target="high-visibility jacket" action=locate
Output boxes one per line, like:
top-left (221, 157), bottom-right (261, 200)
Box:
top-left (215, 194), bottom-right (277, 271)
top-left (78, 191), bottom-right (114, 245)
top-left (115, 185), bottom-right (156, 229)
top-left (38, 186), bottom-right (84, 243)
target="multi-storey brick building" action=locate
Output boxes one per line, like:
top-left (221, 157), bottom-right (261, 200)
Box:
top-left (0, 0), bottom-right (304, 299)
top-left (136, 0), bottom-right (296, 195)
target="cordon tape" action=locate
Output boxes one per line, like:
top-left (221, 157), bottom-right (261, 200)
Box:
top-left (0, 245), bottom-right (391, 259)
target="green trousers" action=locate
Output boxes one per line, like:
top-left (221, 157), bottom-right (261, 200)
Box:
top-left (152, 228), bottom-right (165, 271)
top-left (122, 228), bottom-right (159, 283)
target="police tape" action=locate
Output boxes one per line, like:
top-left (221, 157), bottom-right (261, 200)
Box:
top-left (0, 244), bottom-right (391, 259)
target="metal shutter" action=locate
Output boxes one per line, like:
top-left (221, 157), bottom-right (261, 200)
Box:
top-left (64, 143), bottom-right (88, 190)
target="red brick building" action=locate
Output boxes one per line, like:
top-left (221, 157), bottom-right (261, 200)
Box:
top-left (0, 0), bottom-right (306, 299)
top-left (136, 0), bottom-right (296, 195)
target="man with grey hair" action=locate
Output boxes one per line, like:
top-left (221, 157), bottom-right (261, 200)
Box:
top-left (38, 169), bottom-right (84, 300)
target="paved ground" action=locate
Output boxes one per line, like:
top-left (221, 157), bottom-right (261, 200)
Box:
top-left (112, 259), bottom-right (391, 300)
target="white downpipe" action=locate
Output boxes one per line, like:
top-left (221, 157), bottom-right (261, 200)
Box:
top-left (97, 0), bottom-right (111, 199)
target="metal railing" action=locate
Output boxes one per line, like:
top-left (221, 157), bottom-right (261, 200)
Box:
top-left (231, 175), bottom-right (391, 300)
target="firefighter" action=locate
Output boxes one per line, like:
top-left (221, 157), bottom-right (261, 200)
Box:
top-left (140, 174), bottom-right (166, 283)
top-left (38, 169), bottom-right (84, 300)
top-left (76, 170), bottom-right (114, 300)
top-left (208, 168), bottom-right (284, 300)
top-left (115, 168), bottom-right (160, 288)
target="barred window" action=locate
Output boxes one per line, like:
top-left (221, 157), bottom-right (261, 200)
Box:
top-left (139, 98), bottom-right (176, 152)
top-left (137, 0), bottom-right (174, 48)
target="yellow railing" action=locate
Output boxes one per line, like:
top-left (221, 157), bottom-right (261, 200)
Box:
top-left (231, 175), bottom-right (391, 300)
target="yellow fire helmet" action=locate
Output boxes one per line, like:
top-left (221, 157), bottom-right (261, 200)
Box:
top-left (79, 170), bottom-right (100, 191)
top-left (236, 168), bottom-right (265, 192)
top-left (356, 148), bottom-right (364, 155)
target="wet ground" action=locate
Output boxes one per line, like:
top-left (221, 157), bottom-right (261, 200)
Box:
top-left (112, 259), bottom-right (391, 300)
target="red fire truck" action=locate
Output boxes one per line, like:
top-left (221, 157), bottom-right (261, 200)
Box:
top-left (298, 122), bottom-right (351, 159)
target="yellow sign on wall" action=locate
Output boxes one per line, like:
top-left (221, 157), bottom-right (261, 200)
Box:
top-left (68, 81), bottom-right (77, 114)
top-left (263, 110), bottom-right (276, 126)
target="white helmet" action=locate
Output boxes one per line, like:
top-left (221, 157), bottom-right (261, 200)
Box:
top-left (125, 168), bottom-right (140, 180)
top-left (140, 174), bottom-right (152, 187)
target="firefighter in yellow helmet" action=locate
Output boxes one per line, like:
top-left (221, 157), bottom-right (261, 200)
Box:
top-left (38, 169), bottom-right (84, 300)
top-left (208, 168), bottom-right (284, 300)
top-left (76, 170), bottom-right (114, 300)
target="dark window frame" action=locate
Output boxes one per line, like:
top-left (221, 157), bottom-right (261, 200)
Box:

What is expected.
Which lines in the items above contain the word "brick"? Extract each such line in full, and note that case counts.

The completed task.
target="multi-storey brick building" action=locate
target="red brick building" action=locate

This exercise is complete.